◆ EXERCISE BRIEF
Identify every line in the items below that contains the word "pants", and copy each of those lines.

(Object location entries for images)

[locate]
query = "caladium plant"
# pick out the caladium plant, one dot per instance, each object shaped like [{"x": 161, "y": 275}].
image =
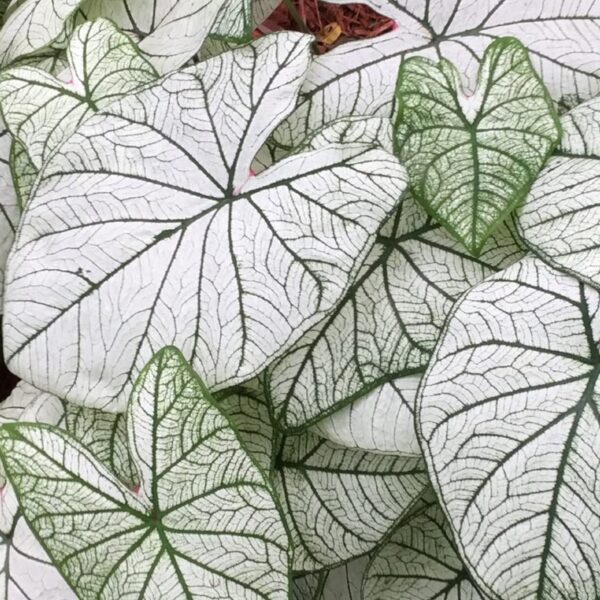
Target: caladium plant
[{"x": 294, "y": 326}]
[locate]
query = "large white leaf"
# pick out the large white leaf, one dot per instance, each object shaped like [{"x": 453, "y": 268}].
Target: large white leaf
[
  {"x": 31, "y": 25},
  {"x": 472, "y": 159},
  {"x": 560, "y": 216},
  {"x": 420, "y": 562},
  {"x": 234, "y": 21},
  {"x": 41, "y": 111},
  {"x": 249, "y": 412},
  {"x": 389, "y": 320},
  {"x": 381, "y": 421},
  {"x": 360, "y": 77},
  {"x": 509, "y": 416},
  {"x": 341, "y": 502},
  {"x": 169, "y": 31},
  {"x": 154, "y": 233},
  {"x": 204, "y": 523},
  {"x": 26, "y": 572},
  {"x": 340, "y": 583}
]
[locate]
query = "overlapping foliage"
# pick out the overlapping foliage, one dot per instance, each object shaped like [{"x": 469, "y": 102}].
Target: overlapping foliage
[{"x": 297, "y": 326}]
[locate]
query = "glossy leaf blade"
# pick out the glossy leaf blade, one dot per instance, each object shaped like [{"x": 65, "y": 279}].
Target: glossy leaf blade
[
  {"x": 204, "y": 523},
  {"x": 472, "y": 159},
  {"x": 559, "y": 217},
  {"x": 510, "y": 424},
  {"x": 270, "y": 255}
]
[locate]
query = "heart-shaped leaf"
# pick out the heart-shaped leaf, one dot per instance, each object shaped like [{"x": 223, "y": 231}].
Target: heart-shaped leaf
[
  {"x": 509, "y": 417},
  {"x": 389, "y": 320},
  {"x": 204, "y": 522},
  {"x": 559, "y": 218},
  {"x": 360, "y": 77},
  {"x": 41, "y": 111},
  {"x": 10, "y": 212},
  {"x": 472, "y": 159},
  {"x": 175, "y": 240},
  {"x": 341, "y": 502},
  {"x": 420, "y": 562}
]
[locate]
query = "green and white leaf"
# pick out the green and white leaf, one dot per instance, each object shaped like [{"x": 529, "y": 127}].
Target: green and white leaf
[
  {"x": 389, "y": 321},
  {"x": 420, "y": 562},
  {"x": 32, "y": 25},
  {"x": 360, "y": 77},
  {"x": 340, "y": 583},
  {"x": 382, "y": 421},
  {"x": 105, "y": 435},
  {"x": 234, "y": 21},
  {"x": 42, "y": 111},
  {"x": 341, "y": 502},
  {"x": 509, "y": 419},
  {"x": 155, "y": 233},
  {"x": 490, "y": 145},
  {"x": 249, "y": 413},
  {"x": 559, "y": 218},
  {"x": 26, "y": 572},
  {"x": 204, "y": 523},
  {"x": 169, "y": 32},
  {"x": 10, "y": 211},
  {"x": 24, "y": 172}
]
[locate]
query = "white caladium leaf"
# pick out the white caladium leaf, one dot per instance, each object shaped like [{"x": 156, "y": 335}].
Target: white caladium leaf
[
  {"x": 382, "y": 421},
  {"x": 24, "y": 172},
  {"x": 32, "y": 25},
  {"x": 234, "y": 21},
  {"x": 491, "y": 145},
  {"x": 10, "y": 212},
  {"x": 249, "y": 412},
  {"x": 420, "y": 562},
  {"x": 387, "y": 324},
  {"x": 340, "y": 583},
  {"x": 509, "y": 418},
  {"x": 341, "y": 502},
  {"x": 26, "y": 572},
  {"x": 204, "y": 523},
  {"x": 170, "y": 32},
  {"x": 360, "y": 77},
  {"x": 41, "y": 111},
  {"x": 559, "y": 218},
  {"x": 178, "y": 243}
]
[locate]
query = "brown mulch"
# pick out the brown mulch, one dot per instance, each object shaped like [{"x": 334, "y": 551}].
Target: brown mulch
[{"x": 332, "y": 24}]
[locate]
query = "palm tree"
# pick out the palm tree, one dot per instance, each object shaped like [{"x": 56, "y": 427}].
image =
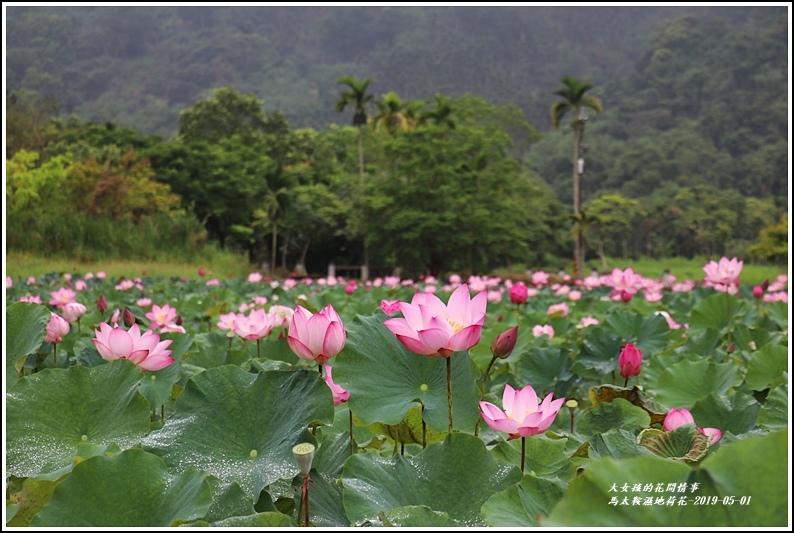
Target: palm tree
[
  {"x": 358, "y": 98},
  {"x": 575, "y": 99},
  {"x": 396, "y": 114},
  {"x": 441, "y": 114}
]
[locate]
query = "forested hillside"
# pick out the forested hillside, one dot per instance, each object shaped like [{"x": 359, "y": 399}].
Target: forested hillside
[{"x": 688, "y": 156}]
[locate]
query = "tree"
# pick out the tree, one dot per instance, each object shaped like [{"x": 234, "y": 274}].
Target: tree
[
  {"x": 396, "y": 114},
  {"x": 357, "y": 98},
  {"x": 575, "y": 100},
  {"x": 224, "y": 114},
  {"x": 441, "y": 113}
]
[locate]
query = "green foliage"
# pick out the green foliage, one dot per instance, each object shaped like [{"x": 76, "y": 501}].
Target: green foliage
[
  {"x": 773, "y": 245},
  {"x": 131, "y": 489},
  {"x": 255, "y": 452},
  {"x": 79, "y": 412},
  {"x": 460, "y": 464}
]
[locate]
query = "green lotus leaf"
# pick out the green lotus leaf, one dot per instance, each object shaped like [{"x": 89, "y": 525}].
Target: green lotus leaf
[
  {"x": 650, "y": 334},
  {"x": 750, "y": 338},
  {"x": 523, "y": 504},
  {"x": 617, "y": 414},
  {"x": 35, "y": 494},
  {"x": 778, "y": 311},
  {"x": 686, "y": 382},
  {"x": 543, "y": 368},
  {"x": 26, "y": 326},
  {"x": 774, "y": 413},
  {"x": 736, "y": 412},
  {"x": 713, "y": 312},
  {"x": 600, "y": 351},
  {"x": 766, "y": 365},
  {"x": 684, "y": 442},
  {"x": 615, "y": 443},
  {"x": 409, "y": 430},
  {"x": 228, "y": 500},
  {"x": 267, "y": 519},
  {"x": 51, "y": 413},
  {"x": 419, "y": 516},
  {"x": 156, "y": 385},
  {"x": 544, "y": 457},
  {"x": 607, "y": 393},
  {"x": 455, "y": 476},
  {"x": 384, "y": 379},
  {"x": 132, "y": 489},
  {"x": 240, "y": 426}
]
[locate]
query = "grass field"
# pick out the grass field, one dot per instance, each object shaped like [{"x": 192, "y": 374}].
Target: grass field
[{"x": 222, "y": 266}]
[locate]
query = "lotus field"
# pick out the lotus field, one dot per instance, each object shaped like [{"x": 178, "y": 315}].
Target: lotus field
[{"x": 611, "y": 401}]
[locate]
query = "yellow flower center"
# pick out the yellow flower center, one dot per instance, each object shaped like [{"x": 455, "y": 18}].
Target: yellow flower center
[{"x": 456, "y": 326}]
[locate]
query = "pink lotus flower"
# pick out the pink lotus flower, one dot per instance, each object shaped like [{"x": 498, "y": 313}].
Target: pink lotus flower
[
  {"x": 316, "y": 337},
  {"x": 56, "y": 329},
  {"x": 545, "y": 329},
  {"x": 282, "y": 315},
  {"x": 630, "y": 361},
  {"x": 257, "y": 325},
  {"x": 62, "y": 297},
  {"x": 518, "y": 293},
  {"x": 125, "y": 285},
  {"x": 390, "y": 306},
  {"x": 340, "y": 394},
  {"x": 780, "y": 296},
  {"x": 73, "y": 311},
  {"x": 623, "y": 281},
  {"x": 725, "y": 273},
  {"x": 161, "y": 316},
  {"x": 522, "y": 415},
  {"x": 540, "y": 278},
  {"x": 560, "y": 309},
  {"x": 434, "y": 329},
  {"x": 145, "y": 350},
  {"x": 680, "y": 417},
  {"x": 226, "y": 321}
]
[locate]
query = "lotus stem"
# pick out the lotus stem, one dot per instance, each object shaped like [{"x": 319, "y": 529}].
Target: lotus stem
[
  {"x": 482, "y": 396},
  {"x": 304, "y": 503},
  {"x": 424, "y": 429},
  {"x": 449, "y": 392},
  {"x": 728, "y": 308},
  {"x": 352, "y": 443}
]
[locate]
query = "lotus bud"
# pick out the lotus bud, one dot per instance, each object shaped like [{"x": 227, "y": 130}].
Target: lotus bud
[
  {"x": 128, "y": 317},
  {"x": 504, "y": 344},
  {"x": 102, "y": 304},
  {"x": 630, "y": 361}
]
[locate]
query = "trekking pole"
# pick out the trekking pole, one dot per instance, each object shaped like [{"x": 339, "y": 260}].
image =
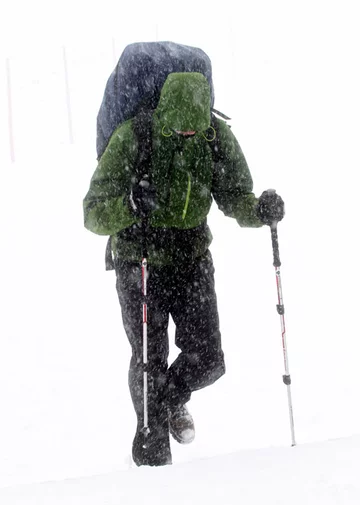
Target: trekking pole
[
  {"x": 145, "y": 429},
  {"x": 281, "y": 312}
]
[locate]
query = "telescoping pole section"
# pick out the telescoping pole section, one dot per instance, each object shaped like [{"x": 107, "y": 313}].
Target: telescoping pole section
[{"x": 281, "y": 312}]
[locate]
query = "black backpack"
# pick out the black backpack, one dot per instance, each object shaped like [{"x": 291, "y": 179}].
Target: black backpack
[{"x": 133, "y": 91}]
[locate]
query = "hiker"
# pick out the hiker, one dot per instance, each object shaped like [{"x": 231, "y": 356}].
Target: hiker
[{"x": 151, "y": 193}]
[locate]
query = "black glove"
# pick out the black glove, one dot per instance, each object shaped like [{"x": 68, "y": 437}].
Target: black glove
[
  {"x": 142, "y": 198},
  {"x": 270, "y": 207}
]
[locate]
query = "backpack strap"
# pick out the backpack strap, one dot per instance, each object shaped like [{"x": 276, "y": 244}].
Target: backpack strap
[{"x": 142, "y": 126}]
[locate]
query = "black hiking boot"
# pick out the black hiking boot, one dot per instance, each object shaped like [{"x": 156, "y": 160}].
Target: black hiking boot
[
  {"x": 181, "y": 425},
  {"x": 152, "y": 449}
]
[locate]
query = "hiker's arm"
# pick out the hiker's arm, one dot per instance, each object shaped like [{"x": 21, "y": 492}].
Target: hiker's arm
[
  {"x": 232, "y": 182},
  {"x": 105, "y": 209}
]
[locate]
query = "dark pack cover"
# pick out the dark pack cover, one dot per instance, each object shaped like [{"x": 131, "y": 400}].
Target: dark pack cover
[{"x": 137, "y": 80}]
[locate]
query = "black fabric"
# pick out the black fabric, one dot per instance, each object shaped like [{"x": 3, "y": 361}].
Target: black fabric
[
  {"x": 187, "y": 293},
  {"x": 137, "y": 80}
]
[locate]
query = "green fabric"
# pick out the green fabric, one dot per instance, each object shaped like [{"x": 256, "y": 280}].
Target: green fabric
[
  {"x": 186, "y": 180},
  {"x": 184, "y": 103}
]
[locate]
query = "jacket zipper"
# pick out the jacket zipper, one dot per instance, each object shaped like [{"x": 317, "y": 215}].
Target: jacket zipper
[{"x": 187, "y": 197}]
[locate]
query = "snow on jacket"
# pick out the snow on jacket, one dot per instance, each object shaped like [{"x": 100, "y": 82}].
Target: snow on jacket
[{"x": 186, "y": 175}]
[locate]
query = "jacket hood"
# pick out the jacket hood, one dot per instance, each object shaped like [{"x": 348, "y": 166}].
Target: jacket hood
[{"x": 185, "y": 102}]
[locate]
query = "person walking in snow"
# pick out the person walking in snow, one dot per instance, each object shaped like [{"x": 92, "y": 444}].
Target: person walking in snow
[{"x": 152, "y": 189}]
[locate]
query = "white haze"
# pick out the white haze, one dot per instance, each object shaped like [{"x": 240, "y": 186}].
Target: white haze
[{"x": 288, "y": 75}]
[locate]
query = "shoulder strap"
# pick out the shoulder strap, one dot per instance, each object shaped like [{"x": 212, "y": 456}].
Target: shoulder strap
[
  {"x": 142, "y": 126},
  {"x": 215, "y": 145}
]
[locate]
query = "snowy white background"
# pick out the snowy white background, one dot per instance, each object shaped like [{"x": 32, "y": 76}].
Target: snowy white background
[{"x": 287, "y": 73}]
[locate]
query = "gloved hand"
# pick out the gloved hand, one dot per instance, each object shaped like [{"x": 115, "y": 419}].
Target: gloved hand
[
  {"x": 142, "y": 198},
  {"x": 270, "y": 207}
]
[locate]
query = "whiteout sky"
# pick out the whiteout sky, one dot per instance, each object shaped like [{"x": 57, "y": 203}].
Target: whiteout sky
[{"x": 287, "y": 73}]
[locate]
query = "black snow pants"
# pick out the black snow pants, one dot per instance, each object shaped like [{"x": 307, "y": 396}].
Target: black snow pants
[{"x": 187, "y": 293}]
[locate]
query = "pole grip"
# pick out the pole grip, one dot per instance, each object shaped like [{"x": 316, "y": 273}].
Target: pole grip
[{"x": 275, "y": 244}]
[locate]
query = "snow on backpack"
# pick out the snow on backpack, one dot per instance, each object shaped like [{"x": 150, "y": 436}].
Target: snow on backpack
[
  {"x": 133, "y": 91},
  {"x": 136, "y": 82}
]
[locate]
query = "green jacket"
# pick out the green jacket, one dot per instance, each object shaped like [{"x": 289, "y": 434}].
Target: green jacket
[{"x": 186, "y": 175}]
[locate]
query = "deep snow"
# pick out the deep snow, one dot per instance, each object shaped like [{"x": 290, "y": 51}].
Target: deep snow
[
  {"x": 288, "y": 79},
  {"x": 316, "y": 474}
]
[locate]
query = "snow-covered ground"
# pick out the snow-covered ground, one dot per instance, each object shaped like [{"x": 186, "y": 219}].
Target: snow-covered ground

◆ WRITTEN ANSWER
query = "black snow pants"
# pick out the black snow pants, one dot per instance, each object shaped like [{"x": 307, "y": 396}].
Target: black snow pants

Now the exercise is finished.